### The data
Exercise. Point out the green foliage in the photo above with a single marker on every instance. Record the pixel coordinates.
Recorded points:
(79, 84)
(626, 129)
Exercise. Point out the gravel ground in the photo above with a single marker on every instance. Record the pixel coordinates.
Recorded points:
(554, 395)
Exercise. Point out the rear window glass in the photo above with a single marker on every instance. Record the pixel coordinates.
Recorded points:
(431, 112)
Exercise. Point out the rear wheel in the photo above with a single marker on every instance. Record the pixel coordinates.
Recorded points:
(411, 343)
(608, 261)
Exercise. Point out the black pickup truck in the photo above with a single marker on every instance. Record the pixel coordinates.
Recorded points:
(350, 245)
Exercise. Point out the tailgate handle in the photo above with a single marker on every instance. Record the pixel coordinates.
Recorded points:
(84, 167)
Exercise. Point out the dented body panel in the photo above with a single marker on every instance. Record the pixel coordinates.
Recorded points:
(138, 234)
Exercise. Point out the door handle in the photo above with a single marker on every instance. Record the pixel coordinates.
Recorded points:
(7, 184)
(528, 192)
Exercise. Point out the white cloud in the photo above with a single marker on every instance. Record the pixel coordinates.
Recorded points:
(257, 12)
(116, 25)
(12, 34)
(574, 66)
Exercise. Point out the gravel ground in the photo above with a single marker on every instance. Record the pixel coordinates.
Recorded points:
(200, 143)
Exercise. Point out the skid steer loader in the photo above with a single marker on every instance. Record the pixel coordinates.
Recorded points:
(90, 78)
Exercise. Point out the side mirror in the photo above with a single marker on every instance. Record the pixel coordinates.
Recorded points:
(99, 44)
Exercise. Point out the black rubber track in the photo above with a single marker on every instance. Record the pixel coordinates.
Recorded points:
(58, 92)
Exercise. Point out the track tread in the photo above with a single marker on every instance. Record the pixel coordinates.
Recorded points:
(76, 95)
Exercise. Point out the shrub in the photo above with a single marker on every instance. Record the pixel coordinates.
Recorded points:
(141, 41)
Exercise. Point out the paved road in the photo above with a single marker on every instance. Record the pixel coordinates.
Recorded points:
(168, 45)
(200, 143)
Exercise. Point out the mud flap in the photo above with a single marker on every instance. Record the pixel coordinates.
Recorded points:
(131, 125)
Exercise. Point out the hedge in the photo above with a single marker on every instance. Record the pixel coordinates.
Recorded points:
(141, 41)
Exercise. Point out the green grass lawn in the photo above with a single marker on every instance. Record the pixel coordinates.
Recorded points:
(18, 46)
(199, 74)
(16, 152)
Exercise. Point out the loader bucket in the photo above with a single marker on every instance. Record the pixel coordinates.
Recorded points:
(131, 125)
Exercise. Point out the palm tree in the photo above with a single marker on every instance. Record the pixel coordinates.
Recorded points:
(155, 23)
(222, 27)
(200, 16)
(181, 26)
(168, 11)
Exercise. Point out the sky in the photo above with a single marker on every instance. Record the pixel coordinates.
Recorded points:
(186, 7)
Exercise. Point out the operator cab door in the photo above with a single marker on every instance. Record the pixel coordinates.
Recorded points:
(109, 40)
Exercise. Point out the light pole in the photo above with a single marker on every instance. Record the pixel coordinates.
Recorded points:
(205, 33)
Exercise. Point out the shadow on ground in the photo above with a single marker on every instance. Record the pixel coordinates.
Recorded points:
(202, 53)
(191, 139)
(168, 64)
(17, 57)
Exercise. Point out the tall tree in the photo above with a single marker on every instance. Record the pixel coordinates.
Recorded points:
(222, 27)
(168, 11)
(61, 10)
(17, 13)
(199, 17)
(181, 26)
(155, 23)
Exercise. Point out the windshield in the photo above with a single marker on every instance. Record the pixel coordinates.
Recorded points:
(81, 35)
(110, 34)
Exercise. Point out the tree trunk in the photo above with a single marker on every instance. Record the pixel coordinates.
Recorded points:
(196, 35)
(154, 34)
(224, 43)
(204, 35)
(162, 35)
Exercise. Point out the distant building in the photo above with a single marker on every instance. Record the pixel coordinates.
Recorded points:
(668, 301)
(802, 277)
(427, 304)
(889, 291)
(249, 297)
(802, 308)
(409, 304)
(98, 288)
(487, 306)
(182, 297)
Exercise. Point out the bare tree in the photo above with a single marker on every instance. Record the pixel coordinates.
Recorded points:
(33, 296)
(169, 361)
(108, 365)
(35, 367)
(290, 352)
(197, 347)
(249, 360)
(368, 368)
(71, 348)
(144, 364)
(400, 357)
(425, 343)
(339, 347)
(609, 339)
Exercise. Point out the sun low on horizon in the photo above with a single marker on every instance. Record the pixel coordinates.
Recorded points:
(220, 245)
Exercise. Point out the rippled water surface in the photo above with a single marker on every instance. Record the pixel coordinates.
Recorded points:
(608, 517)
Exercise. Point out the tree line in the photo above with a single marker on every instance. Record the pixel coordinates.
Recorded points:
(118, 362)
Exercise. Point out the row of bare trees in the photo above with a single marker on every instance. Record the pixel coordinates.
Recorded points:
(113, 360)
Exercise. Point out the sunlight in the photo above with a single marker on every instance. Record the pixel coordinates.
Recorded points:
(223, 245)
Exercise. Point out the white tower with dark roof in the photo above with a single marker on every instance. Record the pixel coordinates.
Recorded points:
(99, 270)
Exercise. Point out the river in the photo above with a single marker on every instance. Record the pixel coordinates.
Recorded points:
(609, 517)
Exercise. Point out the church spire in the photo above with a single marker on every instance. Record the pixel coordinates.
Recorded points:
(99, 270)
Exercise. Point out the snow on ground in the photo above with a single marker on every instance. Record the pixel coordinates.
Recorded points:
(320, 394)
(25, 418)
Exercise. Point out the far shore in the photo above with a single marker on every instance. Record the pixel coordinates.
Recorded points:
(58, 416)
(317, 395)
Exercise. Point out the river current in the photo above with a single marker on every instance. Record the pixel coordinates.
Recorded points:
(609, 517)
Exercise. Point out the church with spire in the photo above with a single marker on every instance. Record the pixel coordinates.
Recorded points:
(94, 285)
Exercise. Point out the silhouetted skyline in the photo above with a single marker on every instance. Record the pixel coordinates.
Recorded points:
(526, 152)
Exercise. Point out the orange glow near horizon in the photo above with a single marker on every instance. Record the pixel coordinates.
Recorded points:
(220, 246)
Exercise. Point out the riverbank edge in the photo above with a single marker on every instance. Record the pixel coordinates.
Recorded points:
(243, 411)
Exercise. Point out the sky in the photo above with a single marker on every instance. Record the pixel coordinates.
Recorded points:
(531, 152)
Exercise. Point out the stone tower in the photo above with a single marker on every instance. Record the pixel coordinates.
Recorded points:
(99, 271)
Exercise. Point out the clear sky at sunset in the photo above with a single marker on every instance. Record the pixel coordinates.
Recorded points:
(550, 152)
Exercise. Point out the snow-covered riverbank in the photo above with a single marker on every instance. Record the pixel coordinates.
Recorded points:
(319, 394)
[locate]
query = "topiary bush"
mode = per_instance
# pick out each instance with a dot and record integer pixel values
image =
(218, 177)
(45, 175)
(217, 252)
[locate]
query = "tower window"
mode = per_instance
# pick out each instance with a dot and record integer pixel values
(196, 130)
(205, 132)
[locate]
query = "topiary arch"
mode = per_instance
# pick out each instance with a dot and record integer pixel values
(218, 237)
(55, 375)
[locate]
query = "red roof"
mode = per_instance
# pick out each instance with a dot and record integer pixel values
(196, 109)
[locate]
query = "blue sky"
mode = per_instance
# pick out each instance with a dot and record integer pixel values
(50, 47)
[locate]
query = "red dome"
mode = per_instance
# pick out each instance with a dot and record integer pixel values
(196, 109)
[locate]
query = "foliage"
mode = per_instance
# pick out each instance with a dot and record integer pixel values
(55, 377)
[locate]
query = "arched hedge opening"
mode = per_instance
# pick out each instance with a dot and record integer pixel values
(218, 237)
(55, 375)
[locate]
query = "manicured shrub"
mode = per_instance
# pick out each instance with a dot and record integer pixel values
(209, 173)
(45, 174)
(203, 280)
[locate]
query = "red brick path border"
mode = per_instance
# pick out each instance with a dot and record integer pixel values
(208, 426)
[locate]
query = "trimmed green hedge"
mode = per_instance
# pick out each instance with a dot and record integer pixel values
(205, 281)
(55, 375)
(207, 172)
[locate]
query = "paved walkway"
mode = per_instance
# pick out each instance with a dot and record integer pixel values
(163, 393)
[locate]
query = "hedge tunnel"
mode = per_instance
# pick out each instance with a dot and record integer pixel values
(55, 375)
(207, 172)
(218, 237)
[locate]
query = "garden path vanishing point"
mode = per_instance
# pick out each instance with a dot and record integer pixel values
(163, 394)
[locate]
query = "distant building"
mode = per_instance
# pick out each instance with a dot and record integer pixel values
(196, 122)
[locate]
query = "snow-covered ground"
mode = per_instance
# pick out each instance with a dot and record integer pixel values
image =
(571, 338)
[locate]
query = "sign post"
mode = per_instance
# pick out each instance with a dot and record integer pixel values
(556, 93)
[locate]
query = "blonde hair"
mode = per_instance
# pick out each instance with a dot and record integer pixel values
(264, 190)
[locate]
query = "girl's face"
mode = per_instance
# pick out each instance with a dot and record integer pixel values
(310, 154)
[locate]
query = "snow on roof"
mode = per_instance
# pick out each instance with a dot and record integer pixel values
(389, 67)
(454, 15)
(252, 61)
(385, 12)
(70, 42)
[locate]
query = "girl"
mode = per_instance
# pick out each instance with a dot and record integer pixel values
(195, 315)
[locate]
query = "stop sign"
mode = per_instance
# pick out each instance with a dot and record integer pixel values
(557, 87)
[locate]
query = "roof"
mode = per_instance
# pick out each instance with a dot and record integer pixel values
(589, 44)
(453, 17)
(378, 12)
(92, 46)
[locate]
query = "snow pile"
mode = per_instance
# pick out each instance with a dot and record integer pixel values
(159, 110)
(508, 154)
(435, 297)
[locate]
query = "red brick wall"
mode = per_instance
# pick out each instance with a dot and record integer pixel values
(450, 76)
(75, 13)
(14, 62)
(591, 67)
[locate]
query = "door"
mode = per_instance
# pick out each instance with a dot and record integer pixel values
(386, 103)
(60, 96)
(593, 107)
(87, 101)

### What needs to be done
Using the records above, count how many lines include the word "track", and reply only with that figure.

### Solution
2